══ DATA LISTING ══
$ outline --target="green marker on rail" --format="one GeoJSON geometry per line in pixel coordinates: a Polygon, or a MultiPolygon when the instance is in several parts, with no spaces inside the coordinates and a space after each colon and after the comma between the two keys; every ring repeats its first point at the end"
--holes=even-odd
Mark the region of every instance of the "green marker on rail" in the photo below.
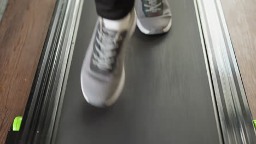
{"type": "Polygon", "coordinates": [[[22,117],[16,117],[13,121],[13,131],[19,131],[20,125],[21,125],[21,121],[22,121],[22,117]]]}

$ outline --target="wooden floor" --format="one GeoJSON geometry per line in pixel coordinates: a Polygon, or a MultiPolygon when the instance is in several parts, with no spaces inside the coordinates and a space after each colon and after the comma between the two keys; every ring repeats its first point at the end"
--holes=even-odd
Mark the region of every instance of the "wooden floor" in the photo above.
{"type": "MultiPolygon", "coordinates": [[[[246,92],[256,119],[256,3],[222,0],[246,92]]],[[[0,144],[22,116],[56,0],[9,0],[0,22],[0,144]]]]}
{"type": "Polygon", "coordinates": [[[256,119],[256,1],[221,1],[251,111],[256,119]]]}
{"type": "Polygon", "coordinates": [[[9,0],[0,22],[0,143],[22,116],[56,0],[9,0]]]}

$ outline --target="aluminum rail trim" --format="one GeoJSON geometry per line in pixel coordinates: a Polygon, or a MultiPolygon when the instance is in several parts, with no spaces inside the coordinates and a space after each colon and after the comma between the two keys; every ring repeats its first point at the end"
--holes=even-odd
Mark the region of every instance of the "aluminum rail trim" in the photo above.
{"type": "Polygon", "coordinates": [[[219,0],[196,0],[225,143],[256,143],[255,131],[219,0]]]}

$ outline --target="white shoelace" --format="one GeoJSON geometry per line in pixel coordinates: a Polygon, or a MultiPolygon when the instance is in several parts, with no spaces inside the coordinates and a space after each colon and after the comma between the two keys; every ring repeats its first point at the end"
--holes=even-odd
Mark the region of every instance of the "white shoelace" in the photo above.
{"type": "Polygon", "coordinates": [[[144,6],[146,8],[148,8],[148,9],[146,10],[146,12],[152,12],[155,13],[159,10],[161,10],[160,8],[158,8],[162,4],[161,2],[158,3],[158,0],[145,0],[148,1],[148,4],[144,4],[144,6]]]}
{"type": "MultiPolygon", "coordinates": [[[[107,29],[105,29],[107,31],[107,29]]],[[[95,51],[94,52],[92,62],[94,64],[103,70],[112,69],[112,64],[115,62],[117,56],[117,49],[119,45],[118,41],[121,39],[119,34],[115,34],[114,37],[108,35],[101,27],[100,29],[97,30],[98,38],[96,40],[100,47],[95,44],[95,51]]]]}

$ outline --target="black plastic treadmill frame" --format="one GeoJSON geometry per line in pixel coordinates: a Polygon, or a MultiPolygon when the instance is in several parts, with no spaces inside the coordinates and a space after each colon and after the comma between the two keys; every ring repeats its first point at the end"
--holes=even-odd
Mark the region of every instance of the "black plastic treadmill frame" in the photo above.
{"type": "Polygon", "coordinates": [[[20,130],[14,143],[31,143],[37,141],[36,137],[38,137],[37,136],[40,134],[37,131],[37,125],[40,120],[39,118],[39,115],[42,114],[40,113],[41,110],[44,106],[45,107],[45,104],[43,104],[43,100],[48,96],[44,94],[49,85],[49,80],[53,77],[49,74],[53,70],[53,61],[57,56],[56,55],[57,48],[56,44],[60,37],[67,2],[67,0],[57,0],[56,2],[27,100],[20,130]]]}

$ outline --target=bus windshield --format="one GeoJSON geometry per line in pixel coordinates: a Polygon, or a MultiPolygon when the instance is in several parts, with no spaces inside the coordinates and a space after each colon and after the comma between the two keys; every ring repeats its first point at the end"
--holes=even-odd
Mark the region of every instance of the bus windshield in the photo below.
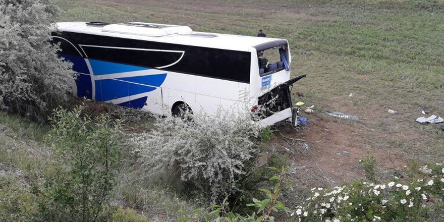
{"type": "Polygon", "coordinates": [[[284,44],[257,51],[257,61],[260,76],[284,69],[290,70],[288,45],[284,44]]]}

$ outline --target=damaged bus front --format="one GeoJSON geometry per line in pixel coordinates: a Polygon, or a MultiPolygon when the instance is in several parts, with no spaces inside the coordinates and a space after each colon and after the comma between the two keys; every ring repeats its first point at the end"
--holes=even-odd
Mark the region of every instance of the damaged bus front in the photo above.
═══
### WHAT YOU HAVE TO DO
Would you mind returning each entry above word for word, skipping the images?

### EXERCISE OUTPUT
$ outline --target="green marker on rail" --format="one GeoJSON geometry per line in pixel coordinates: a Polygon, or a MultiPolygon when the instance is in several parts, with no spaces inside the coordinates and a space after each colon and after the comma between the two keys; every ring repeats its first point at the end"
--holes=even-odd
Mark the region of every instance of the "green marker on rail" in the photo below.
{"type": "Polygon", "coordinates": [[[22,117],[16,117],[13,121],[13,131],[19,131],[20,125],[21,125],[21,121],[22,121],[22,117]]]}

$ outline --target="wooden floor" --format="one GeoJSON geometry per line in pixel coordinates: a Polygon, or a MultiPolygon when the instance is in several parts, with no spaces inside the coordinates and a space after each colon and after the comma between the two keys; every ring repeats its first point at the end"
--holes=even-odd
Mark the region of every instance of the "wooden floor" in the photo above.
{"type": "MultiPolygon", "coordinates": [[[[246,92],[256,119],[256,3],[222,0],[246,92]]],[[[0,144],[22,116],[56,0],[9,0],[0,22],[0,144]]]]}
{"type": "Polygon", "coordinates": [[[256,119],[256,1],[221,1],[251,111],[256,119]]]}
{"type": "Polygon", "coordinates": [[[9,0],[0,22],[0,143],[22,116],[56,0],[9,0]]]}

$ outline --target="aluminum rail trim" --format="one GeoJSON geometry per line in pixel coordinates: a Polygon, or a MultiPolygon when the instance is in several parts, with no spaces inside the coordinates and a space after each colon and after the comma between the two keys; every ring repeats its first point at the end"
--holes=even-odd
Mark the region of every instance of the "aluminum rail trim" in the photo above.
{"type": "Polygon", "coordinates": [[[219,0],[196,0],[225,143],[256,143],[255,131],[219,0]]]}

$ outline --target="white shoelace" --format="one GeoJSON geometry per line in pixel coordinates: a Polygon, or a MultiPolygon when the instance is in several parts, with no spaces inside the coordinates and a space after each colon and after the comma between the two keys; every ring repeats its first point at the end"
--holes=even-odd
Mark the region of every instance of the "white shoelace" in the photo above.
{"type": "Polygon", "coordinates": [[[144,6],[146,8],[148,8],[148,9],[146,10],[146,12],[152,12],[155,13],[159,10],[161,10],[160,8],[158,8],[162,4],[161,2],[158,3],[158,0],[145,0],[148,1],[148,4],[144,4],[144,6]]]}
{"type": "MultiPolygon", "coordinates": [[[[107,29],[105,29],[107,31],[107,29]]],[[[95,51],[94,52],[92,62],[94,64],[103,70],[112,69],[112,64],[115,62],[117,56],[117,49],[119,45],[118,41],[121,39],[119,34],[115,34],[114,37],[108,35],[101,27],[100,29],[97,30],[98,38],[96,40],[100,47],[95,44],[95,51]]]]}

$ outline --target="black plastic treadmill frame" --format="one GeoJSON geometry per line in pixel coordinates: a Polygon, or a MultiPolygon when the instance is in several parts, with no spaces inside the coordinates and a space after each colon and after the comma between the two keys; every ring repeats its first point at the end"
--holes=even-odd
Mark the region of every instance of the "black plastic treadmill frame" in the photo above.
{"type": "Polygon", "coordinates": [[[20,130],[14,143],[31,143],[37,141],[36,137],[38,137],[37,136],[40,134],[37,131],[37,125],[40,120],[39,118],[39,115],[42,114],[40,113],[41,110],[44,106],[45,107],[45,104],[43,104],[43,100],[48,96],[44,94],[49,85],[49,80],[53,77],[49,74],[53,70],[53,61],[57,56],[56,55],[57,48],[56,44],[60,37],[67,2],[67,0],[57,0],[56,2],[27,100],[20,130]]]}

$ outline --target=bus windshield --format="one GeoJSON geometry per line in pixel coordinates: a Polygon, or a MultiPolygon when the instance is in several parts, with no spaces inside the coordinates and a space after each colon and after the comma between the two keys; every ring repeats its first point at the end"
--holes=even-odd
Mark the region of every instance of the bus windshield in the photo below.
{"type": "Polygon", "coordinates": [[[284,44],[257,51],[257,61],[260,76],[284,69],[290,70],[288,45],[284,44]]]}

$ outline --target=damaged bus front --format="one GeoJSON geometry per line in pixel coordinates: a Polygon, or a MultiPolygon when the instance is in several parts, with no spaces inside the coordinates and a space after each colon and after the comma between the two keys; every ring repeats its first point at the end"
--holes=even-odd
Mark the region of every instance of the damaged bus front in the photo above.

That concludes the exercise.